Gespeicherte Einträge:
::::

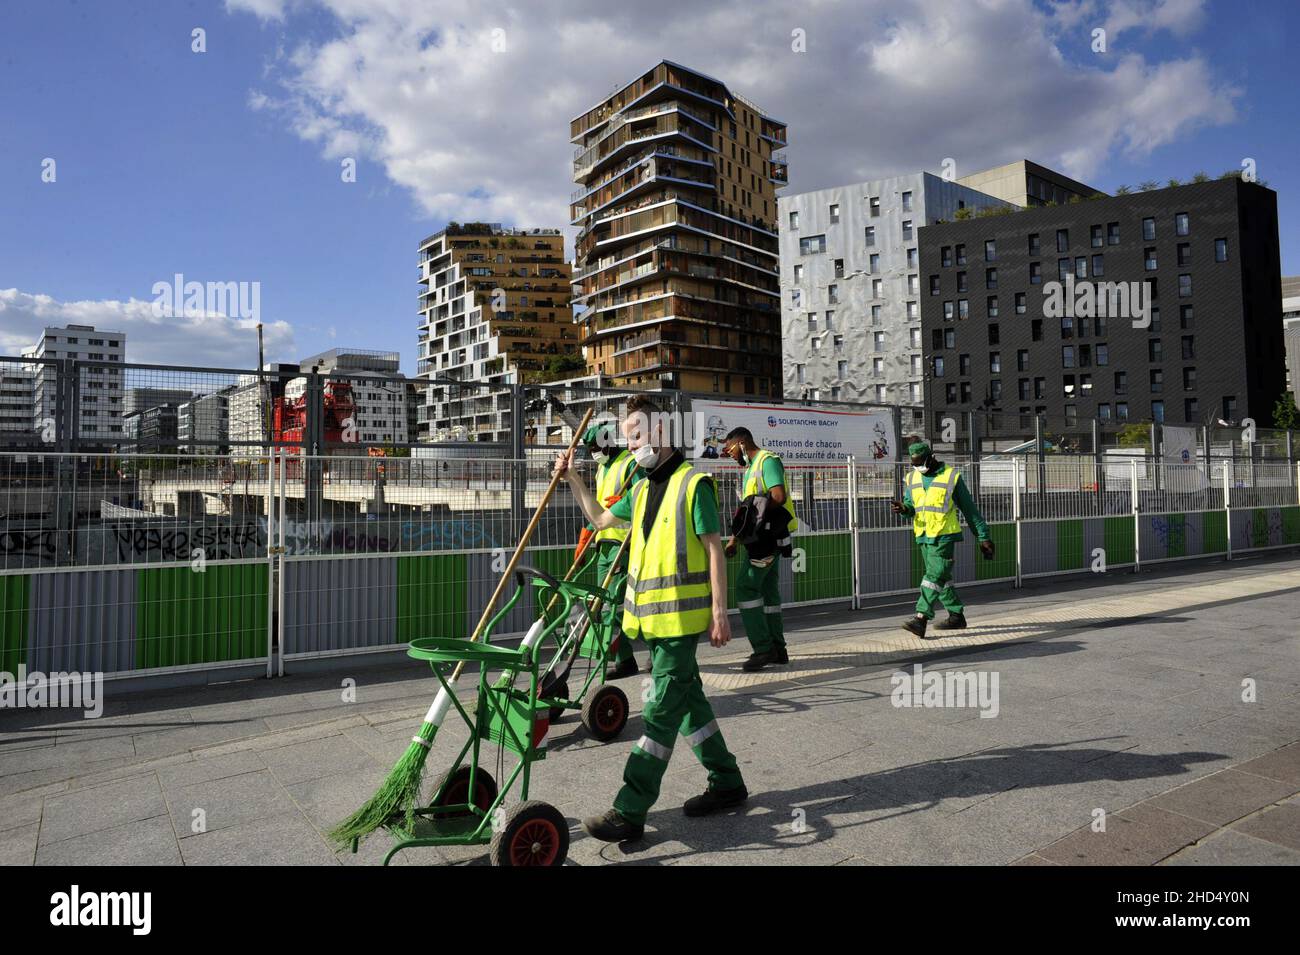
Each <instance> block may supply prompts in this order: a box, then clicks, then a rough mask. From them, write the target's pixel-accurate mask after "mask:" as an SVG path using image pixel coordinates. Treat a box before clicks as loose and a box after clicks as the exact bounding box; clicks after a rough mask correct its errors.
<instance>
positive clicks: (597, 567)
mask: <svg viewBox="0 0 1300 955" xmlns="http://www.w3.org/2000/svg"><path fill="white" fill-rule="evenodd" d="M582 443H584V444H585V446H586V450H588V452H589V453H590V455H591V457H593V459H594V460H595V465H597V466H595V499H597V503H599V504H601V507H603V508H610V507H612V505H614V504H615V503H617V502H619V499H620V498H623V495H625V494H628V492H629V491H630V490H632V486H633V485H634V483H636V482H637V481H640V479H641V478H642V477H645V476H643V474H642V473H641V469H640V468H638V466H637V463H636V461H634V460H633V459H632V452H630V451H628V450H627V448H620V447H619V446H617V434H616V433H615V430H614V425H611V424H610V422H602V424H597V425H591V426H590V427H588V429H586V433H585V434H584V435H582ZM588 534H591V535H594V538H595V548H597V551H595V579H597V581H604V578H606V576H607V574H608V573H610V568H614V565H615V559H616V557H617V556H619V548H620V547H621V546H623V542H624V539H627V537H628V529H627V528H620V526H614V528H604V529H603V530H595V528H593V526H591V525H590V524H588V526H586V530H584V541H585V538H586V535H588ZM580 546H581V543H580ZM627 574H628V555H627V548H624V552H623V559H621V560H619V565H617V568H616V569H615V573H614V578H612V579H611V581H610V599H608V602H606V604H604V608H603V609H602V611H601V613H602V616H603V618H604V631H606V633H607V634H608V637H610V641H611V643H612V644H614V654H615V659H616V660H617V665H616V667H615V668H614V669H611V670H610V672H608V673H607V674H606V678H608V680H621V678H624V677H630V676H636V674H637V673H638V672H640V667H637V657H636V655H634V654H633V652H632V641H630V639H627V638H625V637H624V635H623V628H621V626H620V624H621V620H623V592H624V586H625V583H627Z"/></svg>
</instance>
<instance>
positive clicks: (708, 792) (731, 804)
mask: <svg viewBox="0 0 1300 955" xmlns="http://www.w3.org/2000/svg"><path fill="white" fill-rule="evenodd" d="M746 799H749V790H748V789H745V785H744V783H741V785H740V786H736V789H706V790H705V791H703V793H702V794H701V795H697V796H692V798H690V799H688V800H686V802H685V803H684V804H682V807H681V811H682V812H685V813H686V815H688V816H707V815H708V813H711V812H718V811H720V809H729V808H731V807H732V806H740V804H741V803H742V802H745V800H746Z"/></svg>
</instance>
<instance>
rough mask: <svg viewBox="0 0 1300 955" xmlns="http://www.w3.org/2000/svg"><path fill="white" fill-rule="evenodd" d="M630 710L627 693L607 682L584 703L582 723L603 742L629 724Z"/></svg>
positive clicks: (605, 741)
mask: <svg viewBox="0 0 1300 955" xmlns="http://www.w3.org/2000/svg"><path fill="white" fill-rule="evenodd" d="M628 712H629V709H628V696H627V694H625V693H623V690H620V689H619V687H616V686H615V685H614V683H606V685H604V686H602V687H599V689H598V690H597V691H595V693H593V694H591V695H590V696H588V698H586V702H585V703H582V725H584V726H586V730H588V733H590V734H591V735H593V737H595V738H597V739H599V741H601V742H602V743H603V742H607V741H610V739H614V738H615V737H616V735H619V733H621V732H623V728H624V726H627V725H628Z"/></svg>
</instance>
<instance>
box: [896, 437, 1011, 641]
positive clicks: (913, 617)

::::

Nennen Sie nur die Anzahl der Zeilen in den Einträgen oben, die die Zeichenfolge „positive“ enthalten.

4